DESCRIPTION OF THE TASK:
Return exactly the lines that run from the one containing "If you could spot the white flower" to the end of the entries, with both ends included.

[Referring expression data]
▬▬▬▬▬▬
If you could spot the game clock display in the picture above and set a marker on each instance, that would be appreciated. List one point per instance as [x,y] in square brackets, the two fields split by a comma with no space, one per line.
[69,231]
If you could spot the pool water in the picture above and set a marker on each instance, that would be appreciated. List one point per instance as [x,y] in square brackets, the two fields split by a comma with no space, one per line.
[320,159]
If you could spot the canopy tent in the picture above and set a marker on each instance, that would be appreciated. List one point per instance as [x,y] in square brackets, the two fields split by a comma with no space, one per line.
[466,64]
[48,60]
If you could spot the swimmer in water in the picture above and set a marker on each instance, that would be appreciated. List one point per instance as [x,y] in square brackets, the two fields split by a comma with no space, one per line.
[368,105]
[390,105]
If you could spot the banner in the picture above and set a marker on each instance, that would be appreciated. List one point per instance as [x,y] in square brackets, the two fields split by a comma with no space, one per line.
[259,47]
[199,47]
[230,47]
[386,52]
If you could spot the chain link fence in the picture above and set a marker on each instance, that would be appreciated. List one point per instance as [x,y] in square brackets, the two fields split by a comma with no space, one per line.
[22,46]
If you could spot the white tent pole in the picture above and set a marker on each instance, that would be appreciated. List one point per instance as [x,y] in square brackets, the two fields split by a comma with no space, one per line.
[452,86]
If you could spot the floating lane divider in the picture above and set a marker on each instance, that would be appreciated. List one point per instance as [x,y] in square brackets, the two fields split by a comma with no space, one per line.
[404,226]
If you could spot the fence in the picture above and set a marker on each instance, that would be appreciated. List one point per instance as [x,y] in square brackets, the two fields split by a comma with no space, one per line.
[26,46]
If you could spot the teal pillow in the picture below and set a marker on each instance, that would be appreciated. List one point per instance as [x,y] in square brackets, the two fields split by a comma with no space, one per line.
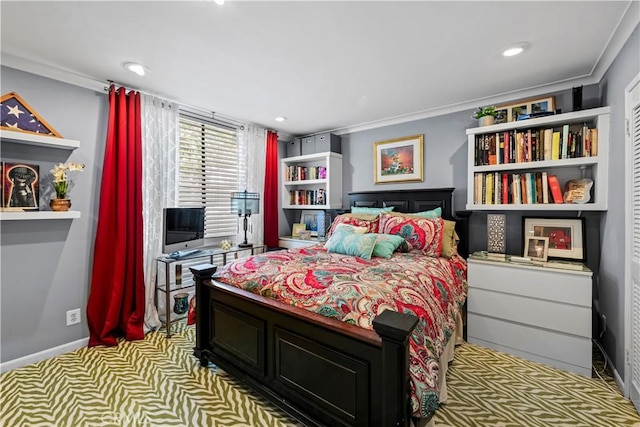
[375,211]
[433,213]
[386,245]
[346,242]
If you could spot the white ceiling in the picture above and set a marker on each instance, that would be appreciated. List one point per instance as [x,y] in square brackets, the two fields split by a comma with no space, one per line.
[326,65]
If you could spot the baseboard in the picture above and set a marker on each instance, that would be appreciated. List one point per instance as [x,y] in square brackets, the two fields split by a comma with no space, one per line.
[43,355]
[616,376]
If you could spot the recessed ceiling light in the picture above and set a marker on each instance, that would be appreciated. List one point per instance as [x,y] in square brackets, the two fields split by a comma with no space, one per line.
[515,49]
[134,67]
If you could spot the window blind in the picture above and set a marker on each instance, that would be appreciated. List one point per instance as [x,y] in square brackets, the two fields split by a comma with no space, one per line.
[208,172]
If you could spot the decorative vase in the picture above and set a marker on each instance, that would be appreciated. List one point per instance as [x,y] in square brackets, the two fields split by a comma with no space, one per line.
[181,303]
[60,205]
[486,120]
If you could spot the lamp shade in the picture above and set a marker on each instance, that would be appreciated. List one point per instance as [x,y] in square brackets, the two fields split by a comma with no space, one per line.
[245,203]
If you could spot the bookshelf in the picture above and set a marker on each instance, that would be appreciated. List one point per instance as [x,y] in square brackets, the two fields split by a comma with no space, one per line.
[312,181]
[575,166]
[42,141]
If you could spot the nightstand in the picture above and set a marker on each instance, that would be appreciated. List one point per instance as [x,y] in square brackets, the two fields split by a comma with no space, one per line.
[531,311]
[293,242]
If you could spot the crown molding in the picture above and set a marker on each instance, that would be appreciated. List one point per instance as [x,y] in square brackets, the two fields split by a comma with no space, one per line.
[470,105]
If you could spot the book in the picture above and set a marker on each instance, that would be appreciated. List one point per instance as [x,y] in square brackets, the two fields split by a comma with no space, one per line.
[555,146]
[507,147]
[505,188]
[594,141]
[565,142]
[547,142]
[554,186]
[538,187]
[565,265]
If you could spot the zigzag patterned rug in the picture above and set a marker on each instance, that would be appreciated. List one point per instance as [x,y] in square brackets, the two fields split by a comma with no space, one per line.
[157,382]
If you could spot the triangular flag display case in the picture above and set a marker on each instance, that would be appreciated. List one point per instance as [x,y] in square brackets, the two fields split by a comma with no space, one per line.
[17,115]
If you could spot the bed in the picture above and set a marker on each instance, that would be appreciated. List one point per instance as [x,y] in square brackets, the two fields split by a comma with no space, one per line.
[318,360]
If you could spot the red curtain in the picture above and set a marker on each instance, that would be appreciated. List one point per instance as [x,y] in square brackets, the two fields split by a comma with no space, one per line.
[271,192]
[116,300]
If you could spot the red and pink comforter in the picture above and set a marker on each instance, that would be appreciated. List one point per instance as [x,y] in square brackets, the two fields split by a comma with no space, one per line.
[355,291]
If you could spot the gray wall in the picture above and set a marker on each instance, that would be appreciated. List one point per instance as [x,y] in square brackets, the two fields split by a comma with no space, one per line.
[46,264]
[444,156]
[625,67]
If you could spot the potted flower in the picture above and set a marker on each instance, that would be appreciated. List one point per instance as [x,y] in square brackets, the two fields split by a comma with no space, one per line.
[485,115]
[61,185]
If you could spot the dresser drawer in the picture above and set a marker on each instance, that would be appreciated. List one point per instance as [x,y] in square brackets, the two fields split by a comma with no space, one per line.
[554,316]
[524,340]
[564,286]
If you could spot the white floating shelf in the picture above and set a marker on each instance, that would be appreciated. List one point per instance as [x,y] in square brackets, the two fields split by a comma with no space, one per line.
[38,140]
[14,216]
[540,207]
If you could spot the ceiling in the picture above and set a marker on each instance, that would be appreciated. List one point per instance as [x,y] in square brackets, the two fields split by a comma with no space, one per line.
[327,65]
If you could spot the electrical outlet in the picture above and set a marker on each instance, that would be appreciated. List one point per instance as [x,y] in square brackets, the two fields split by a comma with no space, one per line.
[73,316]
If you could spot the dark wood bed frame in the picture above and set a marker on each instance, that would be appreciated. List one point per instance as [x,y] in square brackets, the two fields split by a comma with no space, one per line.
[322,371]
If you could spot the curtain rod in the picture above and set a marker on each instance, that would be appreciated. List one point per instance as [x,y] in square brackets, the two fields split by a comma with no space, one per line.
[198,110]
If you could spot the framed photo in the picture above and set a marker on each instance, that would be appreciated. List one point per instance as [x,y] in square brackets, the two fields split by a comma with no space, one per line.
[566,235]
[20,187]
[297,228]
[310,220]
[517,109]
[398,160]
[536,248]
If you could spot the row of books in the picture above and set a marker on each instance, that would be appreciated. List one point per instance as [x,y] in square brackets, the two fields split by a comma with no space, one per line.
[307,197]
[516,188]
[301,173]
[532,145]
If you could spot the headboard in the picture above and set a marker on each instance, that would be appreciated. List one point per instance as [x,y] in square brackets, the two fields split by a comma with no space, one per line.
[409,201]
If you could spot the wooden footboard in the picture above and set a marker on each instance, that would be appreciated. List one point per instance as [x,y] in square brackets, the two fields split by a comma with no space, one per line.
[322,371]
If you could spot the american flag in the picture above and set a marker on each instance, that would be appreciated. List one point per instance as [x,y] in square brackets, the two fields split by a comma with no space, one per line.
[13,114]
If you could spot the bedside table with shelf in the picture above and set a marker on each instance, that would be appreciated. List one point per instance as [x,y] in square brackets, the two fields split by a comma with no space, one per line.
[290,242]
[531,311]
[179,279]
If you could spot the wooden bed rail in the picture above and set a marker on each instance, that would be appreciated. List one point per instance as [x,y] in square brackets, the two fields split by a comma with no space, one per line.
[278,350]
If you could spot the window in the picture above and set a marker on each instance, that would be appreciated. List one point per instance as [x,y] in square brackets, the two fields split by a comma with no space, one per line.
[208,172]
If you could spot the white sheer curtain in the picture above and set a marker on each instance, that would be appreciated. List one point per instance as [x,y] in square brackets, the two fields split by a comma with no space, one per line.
[252,149]
[160,139]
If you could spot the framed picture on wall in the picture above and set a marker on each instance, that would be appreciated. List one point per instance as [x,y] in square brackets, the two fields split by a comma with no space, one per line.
[398,160]
[566,235]
[536,248]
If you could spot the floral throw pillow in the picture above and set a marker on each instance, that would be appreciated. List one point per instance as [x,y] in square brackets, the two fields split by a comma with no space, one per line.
[345,241]
[424,234]
[370,224]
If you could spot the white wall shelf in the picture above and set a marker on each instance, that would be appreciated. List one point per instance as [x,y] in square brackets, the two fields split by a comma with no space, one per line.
[595,168]
[38,140]
[331,185]
[13,216]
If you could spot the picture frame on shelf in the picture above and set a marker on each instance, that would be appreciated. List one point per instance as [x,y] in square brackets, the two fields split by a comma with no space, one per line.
[526,107]
[310,220]
[566,235]
[398,160]
[297,228]
[536,248]
[20,186]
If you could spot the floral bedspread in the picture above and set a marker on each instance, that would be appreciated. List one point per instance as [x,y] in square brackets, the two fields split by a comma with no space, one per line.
[355,291]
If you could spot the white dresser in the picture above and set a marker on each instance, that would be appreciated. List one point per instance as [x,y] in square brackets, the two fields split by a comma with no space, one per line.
[537,313]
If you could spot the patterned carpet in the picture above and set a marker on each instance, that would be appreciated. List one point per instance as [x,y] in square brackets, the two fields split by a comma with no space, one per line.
[156,382]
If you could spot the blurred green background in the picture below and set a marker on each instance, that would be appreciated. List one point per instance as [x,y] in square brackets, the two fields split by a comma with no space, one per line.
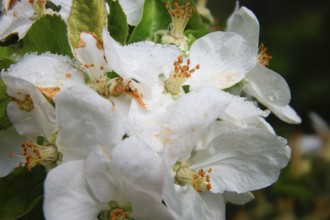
[296,34]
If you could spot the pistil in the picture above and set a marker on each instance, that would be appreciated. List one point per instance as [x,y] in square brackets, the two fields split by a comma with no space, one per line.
[179,76]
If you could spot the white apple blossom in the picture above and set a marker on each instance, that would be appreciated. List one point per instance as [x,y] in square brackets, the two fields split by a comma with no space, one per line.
[128,183]
[99,121]
[221,59]
[29,82]
[267,86]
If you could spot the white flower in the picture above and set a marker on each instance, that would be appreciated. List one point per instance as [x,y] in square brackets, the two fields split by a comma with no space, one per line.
[29,82]
[86,119]
[19,151]
[231,158]
[9,140]
[127,183]
[237,161]
[133,10]
[267,86]
[18,16]
[83,119]
[221,59]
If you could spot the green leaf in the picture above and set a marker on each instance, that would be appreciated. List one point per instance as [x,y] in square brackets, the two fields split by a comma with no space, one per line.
[86,16]
[4,100]
[21,191]
[195,26]
[117,22]
[47,34]
[155,17]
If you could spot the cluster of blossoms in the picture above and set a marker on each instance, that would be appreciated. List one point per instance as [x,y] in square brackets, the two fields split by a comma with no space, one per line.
[148,130]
▬▬▬▬▬▬
ANSWER FOR THE TASK:
If you could spot the white flower in the picture above and set a marker on each instance, that would be appreciated. List one point per instance as [x,y] in square brackets, the two fields split by a comma with no space, one per line.
[29,82]
[86,119]
[19,151]
[231,158]
[9,140]
[127,183]
[237,161]
[133,10]
[267,86]
[18,16]
[83,119]
[221,59]
If you could spot the green leaf in the picture above and set a marker on each instance, that would be appreciated. List one point per instance as [x,y] in square brackets, the two fields split by a comma with no space, one per line.
[86,16]
[4,100]
[21,191]
[195,26]
[117,22]
[47,34]
[155,17]
If you could spot the cluster of blossoms in the picture above and set a marker on each instance, that would be appreciated. List one point per instance as [x,y] in square brackets, the two fields split by a comma with no space, one per line.
[148,130]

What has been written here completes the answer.